## What is asked
Rewrite the lines from the one holding "Where is the rocky" through the last line, inclusive, changing each "photograph" to "image" and leaving everything else as it is.

• • • • •

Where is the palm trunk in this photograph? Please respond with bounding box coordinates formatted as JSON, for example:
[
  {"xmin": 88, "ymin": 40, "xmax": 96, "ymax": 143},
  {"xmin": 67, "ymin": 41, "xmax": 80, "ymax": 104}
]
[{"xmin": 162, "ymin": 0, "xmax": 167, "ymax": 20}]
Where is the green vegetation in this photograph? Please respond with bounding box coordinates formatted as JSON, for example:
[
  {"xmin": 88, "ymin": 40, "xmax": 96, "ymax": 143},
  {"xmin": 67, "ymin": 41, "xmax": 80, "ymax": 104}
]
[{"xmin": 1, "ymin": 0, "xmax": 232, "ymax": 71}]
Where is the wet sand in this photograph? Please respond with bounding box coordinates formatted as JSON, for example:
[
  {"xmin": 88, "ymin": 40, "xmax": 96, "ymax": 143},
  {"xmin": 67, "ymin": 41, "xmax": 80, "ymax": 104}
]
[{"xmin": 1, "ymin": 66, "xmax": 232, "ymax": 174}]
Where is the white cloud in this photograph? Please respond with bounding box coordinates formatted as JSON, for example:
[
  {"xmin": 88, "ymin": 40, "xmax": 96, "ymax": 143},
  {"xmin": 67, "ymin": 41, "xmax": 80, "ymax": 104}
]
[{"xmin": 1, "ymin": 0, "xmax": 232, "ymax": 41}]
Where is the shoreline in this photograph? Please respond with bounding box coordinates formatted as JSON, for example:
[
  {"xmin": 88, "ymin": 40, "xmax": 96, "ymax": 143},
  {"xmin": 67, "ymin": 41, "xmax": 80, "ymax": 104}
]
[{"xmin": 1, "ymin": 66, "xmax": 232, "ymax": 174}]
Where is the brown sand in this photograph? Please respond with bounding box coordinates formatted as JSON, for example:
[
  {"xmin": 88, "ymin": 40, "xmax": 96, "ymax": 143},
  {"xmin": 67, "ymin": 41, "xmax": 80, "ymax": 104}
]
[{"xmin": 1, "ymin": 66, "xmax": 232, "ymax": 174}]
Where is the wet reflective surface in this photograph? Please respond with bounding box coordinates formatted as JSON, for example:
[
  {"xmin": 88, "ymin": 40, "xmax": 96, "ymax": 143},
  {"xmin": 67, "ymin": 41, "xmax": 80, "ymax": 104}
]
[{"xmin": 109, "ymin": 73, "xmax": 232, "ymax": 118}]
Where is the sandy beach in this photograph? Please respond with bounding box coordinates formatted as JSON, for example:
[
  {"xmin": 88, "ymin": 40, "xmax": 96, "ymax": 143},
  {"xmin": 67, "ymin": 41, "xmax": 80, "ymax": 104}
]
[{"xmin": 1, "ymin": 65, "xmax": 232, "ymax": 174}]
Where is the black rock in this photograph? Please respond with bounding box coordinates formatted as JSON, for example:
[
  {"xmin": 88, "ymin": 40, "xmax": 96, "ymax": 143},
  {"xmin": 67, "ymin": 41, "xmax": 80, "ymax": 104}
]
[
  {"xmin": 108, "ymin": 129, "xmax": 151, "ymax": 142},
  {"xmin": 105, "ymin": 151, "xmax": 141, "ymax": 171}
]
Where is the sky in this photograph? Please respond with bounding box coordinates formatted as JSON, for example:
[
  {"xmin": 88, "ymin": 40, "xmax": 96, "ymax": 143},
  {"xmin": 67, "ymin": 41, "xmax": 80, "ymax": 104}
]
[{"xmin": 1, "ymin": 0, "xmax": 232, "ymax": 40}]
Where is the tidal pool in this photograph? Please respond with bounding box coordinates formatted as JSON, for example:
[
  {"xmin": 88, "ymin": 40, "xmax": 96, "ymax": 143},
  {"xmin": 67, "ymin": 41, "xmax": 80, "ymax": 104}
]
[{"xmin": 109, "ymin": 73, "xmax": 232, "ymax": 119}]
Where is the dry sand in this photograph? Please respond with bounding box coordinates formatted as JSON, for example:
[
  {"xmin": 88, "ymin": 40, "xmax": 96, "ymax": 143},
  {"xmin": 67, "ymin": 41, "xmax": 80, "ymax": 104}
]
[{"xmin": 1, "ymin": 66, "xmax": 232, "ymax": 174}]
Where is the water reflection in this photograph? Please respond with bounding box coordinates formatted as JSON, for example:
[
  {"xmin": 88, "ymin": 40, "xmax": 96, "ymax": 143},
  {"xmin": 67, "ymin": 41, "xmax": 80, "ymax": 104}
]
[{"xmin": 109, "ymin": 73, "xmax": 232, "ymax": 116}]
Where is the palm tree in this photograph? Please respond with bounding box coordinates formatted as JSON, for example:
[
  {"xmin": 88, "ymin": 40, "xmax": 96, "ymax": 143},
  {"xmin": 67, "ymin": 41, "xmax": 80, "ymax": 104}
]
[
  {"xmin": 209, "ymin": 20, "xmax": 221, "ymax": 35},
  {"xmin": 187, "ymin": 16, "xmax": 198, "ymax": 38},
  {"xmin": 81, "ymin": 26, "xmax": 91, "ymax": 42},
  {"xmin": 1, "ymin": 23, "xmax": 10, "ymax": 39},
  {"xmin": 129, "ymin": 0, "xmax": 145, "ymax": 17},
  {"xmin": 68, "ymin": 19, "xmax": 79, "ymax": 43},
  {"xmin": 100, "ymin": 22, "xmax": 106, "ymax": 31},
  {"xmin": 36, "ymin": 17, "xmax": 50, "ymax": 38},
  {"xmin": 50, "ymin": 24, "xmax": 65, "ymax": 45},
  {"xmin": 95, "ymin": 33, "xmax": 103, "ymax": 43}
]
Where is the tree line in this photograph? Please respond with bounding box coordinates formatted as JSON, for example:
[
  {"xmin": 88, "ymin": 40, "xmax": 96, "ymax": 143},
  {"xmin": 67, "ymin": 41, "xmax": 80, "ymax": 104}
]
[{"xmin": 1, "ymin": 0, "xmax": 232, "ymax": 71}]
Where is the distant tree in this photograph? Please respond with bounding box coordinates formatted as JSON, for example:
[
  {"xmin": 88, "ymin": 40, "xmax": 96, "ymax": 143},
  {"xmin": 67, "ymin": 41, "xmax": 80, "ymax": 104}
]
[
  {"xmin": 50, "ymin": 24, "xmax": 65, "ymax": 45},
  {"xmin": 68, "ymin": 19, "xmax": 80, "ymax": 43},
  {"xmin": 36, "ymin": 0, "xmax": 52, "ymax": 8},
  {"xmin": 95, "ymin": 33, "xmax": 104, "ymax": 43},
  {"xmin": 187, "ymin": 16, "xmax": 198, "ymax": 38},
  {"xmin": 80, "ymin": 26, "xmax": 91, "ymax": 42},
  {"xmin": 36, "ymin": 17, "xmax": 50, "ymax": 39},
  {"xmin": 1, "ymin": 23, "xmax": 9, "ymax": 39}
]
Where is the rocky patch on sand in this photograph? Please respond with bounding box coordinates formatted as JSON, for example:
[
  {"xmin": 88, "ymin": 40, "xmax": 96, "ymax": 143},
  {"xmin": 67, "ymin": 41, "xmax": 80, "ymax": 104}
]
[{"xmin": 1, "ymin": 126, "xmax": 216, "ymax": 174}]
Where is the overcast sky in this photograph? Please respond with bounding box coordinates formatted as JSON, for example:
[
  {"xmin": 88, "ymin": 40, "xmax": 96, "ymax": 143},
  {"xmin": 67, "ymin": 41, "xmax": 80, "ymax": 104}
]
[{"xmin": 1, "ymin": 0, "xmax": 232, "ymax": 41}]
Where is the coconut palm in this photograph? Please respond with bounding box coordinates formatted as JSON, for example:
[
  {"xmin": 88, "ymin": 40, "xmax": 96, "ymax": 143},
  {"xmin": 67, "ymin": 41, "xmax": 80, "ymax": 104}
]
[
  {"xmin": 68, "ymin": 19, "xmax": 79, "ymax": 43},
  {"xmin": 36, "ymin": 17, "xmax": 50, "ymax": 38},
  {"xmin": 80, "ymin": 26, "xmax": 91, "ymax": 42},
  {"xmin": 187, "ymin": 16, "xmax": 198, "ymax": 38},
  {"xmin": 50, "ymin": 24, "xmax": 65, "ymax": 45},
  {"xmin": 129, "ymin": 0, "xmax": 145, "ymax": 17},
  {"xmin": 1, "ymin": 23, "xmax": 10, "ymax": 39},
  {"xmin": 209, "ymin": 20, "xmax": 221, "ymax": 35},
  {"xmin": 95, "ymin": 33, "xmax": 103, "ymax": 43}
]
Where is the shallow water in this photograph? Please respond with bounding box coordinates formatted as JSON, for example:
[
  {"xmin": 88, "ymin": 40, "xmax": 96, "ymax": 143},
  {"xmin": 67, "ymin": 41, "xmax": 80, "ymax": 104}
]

• • • • •

## Result of the exercise
Where is the rocky patch on sand in this image? Please respond with bounding box coordinates formatted as JSON, for example:
[
  {"xmin": 88, "ymin": 40, "xmax": 96, "ymax": 143},
  {"xmin": 67, "ymin": 41, "xmax": 80, "ymax": 104}
]
[{"xmin": 1, "ymin": 126, "xmax": 216, "ymax": 174}]
Where is the overcast sky in this image? Please respond with bounding box coordinates formatted as JSON, for example:
[
  {"xmin": 88, "ymin": 40, "xmax": 96, "ymax": 143},
  {"xmin": 67, "ymin": 41, "xmax": 80, "ymax": 104}
]
[{"xmin": 1, "ymin": 0, "xmax": 232, "ymax": 41}]
Where is the coconut palm in this image? Please respond with bounding box coordinates formatted as JSON, for example:
[
  {"xmin": 88, "ymin": 40, "xmax": 96, "ymax": 143},
  {"xmin": 67, "ymin": 41, "xmax": 80, "ymax": 104}
]
[
  {"xmin": 68, "ymin": 19, "xmax": 79, "ymax": 43},
  {"xmin": 36, "ymin": 17, "xmax": 50, "ymax": 38},
  {"xmin": 80, "ymin": 26, "xmax": 91, "ymax": 42},
  {"xmin": 187, "ymin": 16, "xmax": 198, "ymax": 38},
  {"xmin": 50, "ymin": 24, "xmax": 65, "ymax": 45},
  {"xmin": 129, "ymin": 0, "xmax": 145, "ymax": 17},
  {"xmin": 1, "ymin": 23, "xmax": 10, "ymax": 39},
  {"xmin": 209, "ymin": 20, "xmax": 221, "ymax": 35},
  {"xmin": 95, "ymin": 33, "xmax": 103, "ymax": 43}
]
Where is the shallow water in this image? Please respond with bounding box coordinates formatted as JSON, for example:
[
  {"xmin": 88, "ymin": 40, "xmax": 96, "ymax": 143},
  {"xmin": 67, "ymin": 41, "xmax": 80, "ymax": 104}
]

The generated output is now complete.